MASTJAAR , wat is dat?

Gepubliceerd op 2 oktober 2025 om 09:59

Wat me dit najaar opvalt, is hoe rijk de eiken zijn beladen met vruchten. De grond onder hun kruinen ligt bezaaid met eikels, alsof de bomen hun overvloedige oogst gul hebben uitgestrooid.

Tijdens wandelingen door het bos, of gewoon langs de randen van de velden, valt het niet te ontkennen: dit is een mastjaar.

Het woord duikt ook steeds vaker op in gesprekken, in nieuwsberichten, in de fluistering van de natuur zelf.

Maar wat betekent dat eigenlijk, een mastjaar?

 

Een mastjaar is een bijzonder fenomeen waarin bomen, vooral loofbomen zoals eik, beuk en hazelaar, in één seizoen uitzonderlijk veel zaden en vruchten produceren. Het is geen jaarlijks terugkerend ritueel, maar eerder een grillige, mysterieuze beslissing van het bos.

Soms gebeurt het eens in de drie tot vijf jaar, soms met langere tussenpozen. En wanneer het gebeurt, lijkt het alsof de bomen het onderling hebben afgesproken: plots dragen ze samen overvloed, alsof ze een collectieve impuls volgen die ons mensen ontgaat.

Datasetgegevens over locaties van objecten

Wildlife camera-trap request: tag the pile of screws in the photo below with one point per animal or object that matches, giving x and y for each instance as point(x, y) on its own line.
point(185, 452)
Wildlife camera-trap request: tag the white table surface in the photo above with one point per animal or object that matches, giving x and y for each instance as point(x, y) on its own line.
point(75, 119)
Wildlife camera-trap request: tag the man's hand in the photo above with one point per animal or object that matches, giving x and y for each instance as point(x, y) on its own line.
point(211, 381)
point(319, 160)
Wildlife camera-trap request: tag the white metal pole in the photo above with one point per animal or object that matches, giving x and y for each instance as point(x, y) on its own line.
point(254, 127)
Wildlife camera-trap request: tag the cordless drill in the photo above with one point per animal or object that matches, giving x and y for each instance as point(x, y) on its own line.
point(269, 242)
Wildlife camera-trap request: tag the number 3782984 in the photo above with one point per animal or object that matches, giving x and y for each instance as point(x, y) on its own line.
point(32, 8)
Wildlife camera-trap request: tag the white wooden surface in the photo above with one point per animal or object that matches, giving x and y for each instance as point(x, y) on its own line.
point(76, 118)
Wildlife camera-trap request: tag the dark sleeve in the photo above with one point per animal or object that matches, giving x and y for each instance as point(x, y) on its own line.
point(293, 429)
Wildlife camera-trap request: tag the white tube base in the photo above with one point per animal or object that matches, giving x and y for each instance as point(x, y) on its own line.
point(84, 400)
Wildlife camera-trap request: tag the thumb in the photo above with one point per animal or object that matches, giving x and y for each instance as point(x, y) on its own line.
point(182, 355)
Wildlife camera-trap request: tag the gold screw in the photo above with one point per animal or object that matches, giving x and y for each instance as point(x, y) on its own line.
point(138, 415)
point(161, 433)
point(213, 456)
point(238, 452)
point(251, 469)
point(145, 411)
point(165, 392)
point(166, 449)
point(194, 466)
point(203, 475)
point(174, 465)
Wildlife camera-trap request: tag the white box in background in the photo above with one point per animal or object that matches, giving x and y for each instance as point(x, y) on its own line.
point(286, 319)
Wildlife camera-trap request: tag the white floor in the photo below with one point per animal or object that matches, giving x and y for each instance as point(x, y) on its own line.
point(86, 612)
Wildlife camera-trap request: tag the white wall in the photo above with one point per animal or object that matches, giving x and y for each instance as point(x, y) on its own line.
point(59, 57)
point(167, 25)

OPDRACHTEN:
1. Beantwoord op basis van de tekst over het mastjaar:
(a) Welke loofbomen worden als voorbeeld genoemd?
(b) Met welke tussenpoos komt een mastjaar soms voor?
(c) Waarmee ligt de grond onder de kruinen van de eiken bezaaid?
2. Geef bij elke bewering aan of ze overeenkomt met de tekst over het mastjaar, en citeer de woorden uit de tekst die de doorslag geven.
(a) Een mastjaar keert elk jaar terug.
(b) Het woord mastjaar verschijnt steeds vaker in nieuwsberichten.
(c) De tekst is gepubliceerd op 2 oktober 2025.
3. Herschrijf het deel van de tekst over het mastjaar tussen "Wat me dit najaar" en "gul hebben uitgestrooid.", beide inbegrepen, en vervang daarin "eiken" door "beuken".
Voor deze opdrachten is het materiaal niet nodig.

EINDRESULTATEN:
1.
(a) Eik, beuk en hazelaar.
(b) Eens in de drie tot vijf jaar.
(c) Met eikels.

2.
(a) Nee: "Het is geen jaarlijks terugkerend ritueel".
(b) Ja: "Het woord duikt ook steeds vaker op in gesprekken, in nieuwsberichten".
(c) Ja: "Gepubliceerd op 2 oktober 2025".

3.
Wat me dit najaar opvalt, is hoe rijk de beuken zijn beladen met vruchten. De grond onder hun kruinen ligt bezaaid met eikels, alsof de bomen hun overvloedige oogst gul hebben uitgestrooid.